» YOUR GOAL
How many lines of the items below contain the word "noun"? Reply with the number only.

— START OF RECORD SET —

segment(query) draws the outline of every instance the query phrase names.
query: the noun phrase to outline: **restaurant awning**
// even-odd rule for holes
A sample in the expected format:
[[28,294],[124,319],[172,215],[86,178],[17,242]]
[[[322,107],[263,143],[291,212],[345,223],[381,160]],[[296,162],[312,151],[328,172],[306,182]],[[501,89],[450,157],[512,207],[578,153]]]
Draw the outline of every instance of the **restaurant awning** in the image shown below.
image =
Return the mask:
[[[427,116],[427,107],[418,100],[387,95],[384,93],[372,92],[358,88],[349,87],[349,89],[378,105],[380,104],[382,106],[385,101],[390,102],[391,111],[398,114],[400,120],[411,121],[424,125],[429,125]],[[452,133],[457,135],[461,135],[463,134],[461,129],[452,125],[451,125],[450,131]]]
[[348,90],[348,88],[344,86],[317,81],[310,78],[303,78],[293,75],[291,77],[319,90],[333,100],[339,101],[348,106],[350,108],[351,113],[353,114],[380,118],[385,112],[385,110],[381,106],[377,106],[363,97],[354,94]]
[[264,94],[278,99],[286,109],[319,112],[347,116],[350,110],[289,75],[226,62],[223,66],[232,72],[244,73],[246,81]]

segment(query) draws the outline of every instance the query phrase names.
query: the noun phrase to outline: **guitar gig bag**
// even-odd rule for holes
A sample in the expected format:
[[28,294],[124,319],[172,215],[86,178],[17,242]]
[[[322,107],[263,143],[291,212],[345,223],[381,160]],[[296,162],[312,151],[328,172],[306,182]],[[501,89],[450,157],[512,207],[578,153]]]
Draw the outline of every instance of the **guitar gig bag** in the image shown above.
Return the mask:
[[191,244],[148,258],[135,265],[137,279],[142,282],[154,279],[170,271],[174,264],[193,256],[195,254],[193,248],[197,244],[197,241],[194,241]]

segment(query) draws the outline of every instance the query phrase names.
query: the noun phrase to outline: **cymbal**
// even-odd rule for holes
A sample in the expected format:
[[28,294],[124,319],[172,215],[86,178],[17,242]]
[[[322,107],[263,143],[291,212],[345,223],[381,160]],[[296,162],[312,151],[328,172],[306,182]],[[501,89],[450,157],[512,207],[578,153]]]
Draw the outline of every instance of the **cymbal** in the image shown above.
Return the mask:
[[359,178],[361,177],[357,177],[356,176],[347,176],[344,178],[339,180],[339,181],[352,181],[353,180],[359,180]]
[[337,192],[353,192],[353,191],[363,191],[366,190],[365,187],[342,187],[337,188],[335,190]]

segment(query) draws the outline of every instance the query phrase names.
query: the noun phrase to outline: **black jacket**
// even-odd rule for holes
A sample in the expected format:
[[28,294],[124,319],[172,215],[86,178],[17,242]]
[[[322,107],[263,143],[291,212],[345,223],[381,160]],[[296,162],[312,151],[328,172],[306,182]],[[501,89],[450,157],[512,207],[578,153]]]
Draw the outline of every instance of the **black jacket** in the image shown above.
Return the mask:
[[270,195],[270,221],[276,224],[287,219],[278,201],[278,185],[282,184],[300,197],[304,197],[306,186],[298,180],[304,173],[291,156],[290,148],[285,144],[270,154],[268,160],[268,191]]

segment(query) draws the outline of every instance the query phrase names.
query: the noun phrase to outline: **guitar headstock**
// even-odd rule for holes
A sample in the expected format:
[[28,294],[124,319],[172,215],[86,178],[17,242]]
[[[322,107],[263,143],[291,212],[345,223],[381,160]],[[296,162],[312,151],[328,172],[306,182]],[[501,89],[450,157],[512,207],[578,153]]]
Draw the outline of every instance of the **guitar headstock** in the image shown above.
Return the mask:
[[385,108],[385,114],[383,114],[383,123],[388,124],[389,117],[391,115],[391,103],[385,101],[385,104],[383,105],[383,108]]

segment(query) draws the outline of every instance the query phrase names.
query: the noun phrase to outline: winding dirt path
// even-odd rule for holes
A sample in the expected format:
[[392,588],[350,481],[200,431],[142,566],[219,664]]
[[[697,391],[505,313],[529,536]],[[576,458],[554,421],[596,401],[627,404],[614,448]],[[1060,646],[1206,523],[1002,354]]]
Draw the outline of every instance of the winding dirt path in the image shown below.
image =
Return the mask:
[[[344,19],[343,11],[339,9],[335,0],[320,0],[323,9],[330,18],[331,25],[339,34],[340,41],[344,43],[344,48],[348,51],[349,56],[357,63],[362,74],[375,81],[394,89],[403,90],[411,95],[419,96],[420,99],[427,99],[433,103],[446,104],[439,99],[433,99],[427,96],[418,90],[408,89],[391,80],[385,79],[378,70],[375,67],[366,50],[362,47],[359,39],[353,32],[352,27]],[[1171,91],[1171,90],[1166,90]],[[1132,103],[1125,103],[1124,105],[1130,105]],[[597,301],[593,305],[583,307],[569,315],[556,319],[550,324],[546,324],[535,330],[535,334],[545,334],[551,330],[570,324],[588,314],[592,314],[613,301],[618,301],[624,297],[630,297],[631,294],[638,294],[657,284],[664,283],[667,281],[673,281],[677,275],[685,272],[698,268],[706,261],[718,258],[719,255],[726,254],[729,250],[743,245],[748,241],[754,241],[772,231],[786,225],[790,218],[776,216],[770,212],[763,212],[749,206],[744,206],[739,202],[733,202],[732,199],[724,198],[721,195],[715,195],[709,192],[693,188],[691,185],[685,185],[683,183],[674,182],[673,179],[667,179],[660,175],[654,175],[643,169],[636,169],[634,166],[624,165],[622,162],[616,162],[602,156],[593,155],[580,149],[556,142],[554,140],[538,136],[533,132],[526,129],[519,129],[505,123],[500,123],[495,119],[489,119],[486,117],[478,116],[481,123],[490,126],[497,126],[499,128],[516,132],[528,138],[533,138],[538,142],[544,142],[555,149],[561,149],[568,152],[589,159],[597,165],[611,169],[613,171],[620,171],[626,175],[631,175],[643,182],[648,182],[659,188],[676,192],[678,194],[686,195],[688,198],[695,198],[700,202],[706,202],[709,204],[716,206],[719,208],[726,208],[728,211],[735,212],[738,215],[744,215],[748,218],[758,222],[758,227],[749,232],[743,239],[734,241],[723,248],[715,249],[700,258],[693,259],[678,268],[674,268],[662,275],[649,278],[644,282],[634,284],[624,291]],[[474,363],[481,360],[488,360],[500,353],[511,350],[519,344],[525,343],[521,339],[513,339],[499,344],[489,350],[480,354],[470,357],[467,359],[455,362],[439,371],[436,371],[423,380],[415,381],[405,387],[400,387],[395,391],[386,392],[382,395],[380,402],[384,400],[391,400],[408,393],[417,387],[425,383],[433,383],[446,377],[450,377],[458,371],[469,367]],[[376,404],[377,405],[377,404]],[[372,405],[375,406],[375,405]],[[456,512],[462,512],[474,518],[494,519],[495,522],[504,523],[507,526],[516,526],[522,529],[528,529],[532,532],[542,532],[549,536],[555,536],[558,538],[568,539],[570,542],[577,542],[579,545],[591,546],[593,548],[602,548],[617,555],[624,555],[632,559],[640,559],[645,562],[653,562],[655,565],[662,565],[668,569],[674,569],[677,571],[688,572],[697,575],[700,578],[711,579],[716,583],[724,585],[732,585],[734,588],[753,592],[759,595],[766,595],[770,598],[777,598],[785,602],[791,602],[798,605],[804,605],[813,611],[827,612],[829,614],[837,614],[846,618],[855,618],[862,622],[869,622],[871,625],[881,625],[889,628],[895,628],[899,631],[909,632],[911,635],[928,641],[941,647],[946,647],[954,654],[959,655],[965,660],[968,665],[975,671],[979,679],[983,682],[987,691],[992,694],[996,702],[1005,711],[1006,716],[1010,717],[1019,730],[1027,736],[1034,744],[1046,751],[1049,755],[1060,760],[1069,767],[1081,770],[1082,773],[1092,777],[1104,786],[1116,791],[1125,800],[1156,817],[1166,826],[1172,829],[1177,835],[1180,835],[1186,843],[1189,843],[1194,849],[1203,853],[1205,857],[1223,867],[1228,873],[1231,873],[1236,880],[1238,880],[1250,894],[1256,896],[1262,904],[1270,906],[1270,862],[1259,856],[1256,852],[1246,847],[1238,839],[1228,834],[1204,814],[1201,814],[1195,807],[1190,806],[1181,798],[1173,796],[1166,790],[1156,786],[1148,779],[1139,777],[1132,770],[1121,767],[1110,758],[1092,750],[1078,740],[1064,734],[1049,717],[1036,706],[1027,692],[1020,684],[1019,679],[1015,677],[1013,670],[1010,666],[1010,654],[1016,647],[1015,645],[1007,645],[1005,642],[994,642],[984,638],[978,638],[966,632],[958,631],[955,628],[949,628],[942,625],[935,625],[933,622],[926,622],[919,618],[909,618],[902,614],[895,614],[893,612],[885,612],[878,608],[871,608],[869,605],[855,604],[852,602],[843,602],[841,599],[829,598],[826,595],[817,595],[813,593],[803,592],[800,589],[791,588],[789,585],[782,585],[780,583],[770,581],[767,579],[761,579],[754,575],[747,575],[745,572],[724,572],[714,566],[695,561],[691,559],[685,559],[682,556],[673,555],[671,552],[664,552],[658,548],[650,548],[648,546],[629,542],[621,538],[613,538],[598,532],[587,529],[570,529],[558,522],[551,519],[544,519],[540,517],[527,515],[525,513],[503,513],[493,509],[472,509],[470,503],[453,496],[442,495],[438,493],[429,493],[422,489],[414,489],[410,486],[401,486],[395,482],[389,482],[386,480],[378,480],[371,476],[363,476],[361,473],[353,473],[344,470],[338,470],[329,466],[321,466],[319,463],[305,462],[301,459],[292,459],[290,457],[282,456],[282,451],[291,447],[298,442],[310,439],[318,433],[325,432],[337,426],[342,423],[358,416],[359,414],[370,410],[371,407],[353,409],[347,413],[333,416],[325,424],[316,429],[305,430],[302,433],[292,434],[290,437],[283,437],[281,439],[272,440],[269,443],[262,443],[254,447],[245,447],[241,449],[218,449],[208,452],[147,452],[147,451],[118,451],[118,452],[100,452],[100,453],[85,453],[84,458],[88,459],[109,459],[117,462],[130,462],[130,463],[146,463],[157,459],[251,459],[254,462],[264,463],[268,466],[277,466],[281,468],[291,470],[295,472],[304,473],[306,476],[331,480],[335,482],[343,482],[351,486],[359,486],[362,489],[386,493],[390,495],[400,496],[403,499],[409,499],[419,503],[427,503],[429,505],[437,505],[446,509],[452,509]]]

— END OF RECORD SET —

» EXERCISE RESULT
6